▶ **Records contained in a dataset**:
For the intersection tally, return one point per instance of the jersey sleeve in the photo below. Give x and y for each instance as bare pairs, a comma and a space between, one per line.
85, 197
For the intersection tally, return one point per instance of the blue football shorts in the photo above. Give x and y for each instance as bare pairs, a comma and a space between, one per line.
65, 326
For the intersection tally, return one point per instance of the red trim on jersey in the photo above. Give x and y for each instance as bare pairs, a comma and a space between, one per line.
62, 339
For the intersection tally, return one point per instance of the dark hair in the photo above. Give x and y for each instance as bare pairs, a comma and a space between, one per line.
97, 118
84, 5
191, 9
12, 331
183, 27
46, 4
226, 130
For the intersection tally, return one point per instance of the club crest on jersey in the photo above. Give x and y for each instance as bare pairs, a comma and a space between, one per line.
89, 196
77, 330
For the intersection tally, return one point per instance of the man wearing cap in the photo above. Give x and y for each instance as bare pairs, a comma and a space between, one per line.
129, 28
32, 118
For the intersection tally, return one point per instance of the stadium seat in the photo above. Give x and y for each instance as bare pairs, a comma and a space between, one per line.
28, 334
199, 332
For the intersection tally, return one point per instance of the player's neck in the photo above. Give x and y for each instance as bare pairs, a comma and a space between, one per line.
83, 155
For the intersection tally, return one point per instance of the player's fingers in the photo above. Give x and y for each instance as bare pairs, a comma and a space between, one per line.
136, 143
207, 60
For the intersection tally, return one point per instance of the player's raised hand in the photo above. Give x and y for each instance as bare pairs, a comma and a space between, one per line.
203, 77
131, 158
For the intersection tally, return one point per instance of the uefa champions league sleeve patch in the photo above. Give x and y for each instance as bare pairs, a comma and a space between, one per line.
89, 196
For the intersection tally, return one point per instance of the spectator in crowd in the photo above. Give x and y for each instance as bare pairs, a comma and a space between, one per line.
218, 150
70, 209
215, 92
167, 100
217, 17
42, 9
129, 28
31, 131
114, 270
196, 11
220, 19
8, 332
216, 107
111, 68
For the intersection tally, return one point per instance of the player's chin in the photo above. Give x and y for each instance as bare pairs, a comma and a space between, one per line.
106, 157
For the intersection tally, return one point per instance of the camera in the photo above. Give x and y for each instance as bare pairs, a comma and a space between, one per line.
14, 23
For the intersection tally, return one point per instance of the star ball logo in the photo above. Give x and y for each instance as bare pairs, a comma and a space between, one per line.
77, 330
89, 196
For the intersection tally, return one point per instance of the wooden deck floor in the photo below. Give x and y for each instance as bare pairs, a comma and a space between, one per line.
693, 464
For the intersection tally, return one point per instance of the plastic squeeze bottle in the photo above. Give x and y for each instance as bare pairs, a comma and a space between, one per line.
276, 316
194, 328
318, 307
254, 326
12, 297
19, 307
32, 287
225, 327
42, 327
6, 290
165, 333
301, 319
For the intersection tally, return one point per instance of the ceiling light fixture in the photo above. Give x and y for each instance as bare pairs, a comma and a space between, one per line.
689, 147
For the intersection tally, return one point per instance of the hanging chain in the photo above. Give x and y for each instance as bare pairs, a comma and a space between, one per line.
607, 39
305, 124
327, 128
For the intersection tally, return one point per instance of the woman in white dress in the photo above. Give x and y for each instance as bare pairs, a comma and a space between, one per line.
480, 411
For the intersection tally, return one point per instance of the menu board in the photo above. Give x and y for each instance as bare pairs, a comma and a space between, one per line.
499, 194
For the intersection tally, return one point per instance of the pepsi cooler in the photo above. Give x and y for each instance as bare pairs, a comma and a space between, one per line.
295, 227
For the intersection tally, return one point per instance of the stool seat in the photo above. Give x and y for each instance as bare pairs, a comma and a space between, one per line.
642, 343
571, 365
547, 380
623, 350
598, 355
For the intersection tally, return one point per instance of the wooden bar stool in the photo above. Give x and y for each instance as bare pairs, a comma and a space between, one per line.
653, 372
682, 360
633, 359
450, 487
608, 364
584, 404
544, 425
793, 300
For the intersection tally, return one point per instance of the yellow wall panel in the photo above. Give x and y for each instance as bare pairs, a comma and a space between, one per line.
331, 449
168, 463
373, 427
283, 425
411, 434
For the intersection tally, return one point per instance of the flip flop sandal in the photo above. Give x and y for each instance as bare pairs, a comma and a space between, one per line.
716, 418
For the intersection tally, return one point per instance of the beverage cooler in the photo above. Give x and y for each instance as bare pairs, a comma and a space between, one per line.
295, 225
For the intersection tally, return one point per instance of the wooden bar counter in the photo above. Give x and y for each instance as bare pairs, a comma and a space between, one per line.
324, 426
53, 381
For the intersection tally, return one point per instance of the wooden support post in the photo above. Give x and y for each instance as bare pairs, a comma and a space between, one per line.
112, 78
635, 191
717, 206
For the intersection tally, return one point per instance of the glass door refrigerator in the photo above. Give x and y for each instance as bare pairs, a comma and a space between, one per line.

▶ **Required action**: Only the lines from the one that contains "of the flip" to the end of the entries above should be given again, exactly and in full.

▶ **Written answer**:
For the intersection tally, return one point per instance of the flip flop sandal in the photo above. Give x and y for each instance as bare pairs, a comma and a space between, one per line.
716, 418
For the intersection tally, return one point per instance of the beverage cooler in the photo above. Give x and y for each instance as bare pairs, a comma and a space between, one per line.
295, 225
For the intersection tally, return one point per instance of the wooden bar counter in the photo above. Give x and y for each instance as bare pairs, a comma and a space between, one per line.
324, 426
53, 381
For the intersection tally, return one point per instance of the wooden support post in the photo above. Give x and y for each instance as bare pairs, a comma and a space between, one per line.
112, 78
635, 191
717, 206
For the intersection tally, return one point per instance of the glass door refrigerator in the photo above. Give x and y for each instance as bare pairs, a comma and a space between, one per line.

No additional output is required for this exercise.